Problem description: Transcribe the following lines word for word, without changing anything.

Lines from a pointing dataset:

---

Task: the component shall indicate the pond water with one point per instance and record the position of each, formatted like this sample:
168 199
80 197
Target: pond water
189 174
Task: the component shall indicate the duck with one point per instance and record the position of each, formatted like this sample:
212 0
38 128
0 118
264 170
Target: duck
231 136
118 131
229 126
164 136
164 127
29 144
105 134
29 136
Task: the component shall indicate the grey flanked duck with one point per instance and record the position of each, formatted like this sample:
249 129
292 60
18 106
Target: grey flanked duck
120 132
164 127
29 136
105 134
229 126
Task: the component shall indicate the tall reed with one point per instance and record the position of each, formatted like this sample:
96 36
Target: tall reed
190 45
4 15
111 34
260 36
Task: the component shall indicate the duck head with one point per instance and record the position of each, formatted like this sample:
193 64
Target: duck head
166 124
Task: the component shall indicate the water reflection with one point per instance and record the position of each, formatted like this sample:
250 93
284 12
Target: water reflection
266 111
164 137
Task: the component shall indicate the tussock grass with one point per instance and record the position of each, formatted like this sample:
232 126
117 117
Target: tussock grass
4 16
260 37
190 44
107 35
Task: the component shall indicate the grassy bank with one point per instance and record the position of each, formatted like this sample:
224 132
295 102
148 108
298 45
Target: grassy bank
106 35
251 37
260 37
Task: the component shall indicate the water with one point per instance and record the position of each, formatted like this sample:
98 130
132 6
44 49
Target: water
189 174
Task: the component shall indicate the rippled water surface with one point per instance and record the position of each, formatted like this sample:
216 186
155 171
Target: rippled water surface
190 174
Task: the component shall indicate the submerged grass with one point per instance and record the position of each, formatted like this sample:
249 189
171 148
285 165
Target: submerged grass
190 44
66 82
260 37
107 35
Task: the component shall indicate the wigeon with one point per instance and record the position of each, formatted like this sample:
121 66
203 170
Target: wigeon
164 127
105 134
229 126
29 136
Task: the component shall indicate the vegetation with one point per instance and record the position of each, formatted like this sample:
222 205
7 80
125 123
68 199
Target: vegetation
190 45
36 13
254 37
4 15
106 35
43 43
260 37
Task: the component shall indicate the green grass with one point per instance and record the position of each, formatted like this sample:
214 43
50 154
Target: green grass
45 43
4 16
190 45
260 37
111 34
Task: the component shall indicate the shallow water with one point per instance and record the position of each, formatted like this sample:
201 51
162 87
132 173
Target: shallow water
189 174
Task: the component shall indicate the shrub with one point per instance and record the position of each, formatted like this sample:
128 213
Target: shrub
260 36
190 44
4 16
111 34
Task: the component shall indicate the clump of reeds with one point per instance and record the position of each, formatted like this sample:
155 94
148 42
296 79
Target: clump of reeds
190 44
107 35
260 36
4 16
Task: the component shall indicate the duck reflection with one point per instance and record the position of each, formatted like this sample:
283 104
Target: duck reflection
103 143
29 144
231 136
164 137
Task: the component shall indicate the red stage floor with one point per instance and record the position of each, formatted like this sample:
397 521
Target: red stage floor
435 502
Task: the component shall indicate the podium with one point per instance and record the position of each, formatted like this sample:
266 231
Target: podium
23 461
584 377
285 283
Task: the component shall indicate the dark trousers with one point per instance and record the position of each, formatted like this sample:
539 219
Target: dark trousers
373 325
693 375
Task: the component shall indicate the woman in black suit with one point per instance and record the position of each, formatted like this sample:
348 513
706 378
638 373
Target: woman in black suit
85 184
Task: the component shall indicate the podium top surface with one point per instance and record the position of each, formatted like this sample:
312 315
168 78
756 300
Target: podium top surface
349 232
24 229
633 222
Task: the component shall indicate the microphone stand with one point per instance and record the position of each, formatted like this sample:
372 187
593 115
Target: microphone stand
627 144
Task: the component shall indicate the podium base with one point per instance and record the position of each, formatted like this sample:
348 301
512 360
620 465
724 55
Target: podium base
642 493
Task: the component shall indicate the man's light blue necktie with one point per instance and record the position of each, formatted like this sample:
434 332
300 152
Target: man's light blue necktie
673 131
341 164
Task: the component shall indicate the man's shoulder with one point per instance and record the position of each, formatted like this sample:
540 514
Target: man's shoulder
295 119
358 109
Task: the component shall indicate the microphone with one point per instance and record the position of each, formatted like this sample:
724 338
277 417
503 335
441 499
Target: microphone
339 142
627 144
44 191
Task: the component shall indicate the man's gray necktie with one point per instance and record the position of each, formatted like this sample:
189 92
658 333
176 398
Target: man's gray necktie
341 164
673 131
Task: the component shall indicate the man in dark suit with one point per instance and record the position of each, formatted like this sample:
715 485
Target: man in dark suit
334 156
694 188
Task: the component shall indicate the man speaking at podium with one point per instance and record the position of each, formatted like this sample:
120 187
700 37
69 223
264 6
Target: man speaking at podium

---

Completed task:
Task: the component shall indicate the pond water with one point per instance and record the position of each, formatted like this sample:
168 199
80 197
Target: pond water
189 174
Task: the component shall indicate the duck with one point per instance and record the position of each, formatted like this sample:
212 0
38 128
0 118
264 170
Target: duck
231 136
118 131
229 126
164 136
164 127
29 144
105 134
29 136
Task: the component shall indicate the grey flanked duck with one point per instance and record the position of each, formatted like this sample:
249 129
292 60
18 106
Target: grey flanked duck
120 132
164 127
29 136
105 134
229 126
Task: the component shall indicate the tall reed with one point per instance and record the position of each, formatted like this sample:
96 36
Target: tall reed
190 45
4 15
111 34
260 36
Task: the component shall indicate the duck head with one point per instance and record the position of each, formatted like this sample:
193 64
Target: duck head
166 124
Task: the component shall indicate the water reflection with one point per instance and record the position of each, formatted like this sample:
250 93
284 12
Target: water reflection
266 111
164 137
Task: the component shall indicate the tussock grass with one point per instance and record the position of each, formatted like this sample:
232 126
117 117
Target: tussock grass
4 16
260 37
190 44
107 35
Task: the component shall indicate the grassy bank with one point per instance and record the position of each, formatted like this sample:
224 132
295 102
148 108
298 45
Target: grassy bank
106 35
251 37
260 37
Task: the component shall indicate the water with one point per instance and record the position of each, formatted like this sample:
98 130
132 6
44 49
Target: water
189 174
Task: the component shall indicate the rippled water surface with one point per instance and record the position of each, formatted like this sample:
216 186
155 171
Target: rippled water surface
190 174
Task: the component shall indicate the submerged grass with one point per instance and record the position of each, formatted like this sample:
249 189
171 148
285 165
Target: submerged grass
190 44
66 82
260 37
107 35
Task: the component shall indicate the wigeon with one point per instance and record the position of each, formatted like this sample:
121 66
203 170
Target: wigeon
164 127
105 134
229 126
29 136
Task: the component shall indicate the vegetation with one point per instance and record the position of each, formatted like this sample:
222 205
7 80
125 123
68 199
Target: vegetation
190 45
36 13
254 37
4 15
106 35
43 43
260 37
Task: the component shall indicate the green grass with one point per instance and record the position of each, formatted like this sample:
214 43
50 154
Target: green grass
45 43
4 16
190 45
260 37
111 34
Task: the component shall indicate the shallow water with one point per instance and record the position of each, formatted like this sample:
201 51
162 87
132 173
Target: shallow water
189 174
Task: the component shall indicate the shrub with one point per instance and record the position of each, formatted like this sample:
128 213
Target: shrub
260 36
190 44
4 16
111 34
Task: the component shall indicate the clump of reeds with one point per instance and record the position of each, formatted like this sample:
155 94
148 42
296 79
Target: clump of reeds
190 44
107 35
260 36
4 16
Task: the component shall indicate the duck reflection with one point per instance and record the position of each, formatted like this sample:
283 104
Target: duck reflection
103 143
29 144
231 136
164 137
Task: the component shall indicate the red stage floor with one point per instance and record the position of each, formatted like this sample:
397 521
Target: red stage floor
435 502
Task: the component shall indicate the podium with one point per instance and record the position of each, formatted like this sample:
266 231
Target: podium
23 461
584 377
285 283
Task: the component shall indicate the dark trousers with one point per instance and record the position of each, formatted like this sample:
539 219
Target: dark trousers
373 325
693 375
Task: the component shall indicate the woman in black suit with one point per instance and record the position of each, formatted like this sample:
348 513
706 378
638 373
Target: woman in black suit
85 184
Task: the component shall indicate the podium top surface with one point per instance and record the position of each, formatted like this sample:
312 315
168 78
756 300
Target: podium top surface
349 232
24 229
633 222
Task: the component shall indicate the microphone stand with one point per instance and record the position of each, formatted like this sample:
372 187
593 115
Target: microphone stand
627 144
Task: the component shall indicate the podium base with one point per instance and record the position of each, formatted like this sample:
348 301
512 360
620 465
724 55
Target: podium base
642 493
Task: the component shall indicate the man's light blue necktie with one point per instance and record the position of each, formatted like this sample:
434 332
300 152
Target: man's light blue necktie
673 131
341 164
Task: the component shall indicate the man's shoulder with one point per instance and record the position of each, formatted like this sample:
540 514
Target: man's shoulder
295 119
358 109
Task: the component shall indicate the microphone with one point per instance and record the position of each, formatted like this sample:
724 338
277 417
503 335
441 499
Target: microphone
339 142
627 144
44 191
Task: the component shall indicate the man's gray necktie with one point per instance and record the position of each, formatted like this sample:
189 92
658 333
176 398
Target: man's gray necktie
341 164
673 131
Task: the component shall indicate the man in dark suit with one point per instance and record the position of each, formatted like this sample:
715 485
Target: man in dark suit
334 156
694 188
Task: the component shall indicate the man speaking at podium with one point per instance and record the position of each, formatted like this sample:
120 187
700 37
69 223
264 6
Target: man speaking at podium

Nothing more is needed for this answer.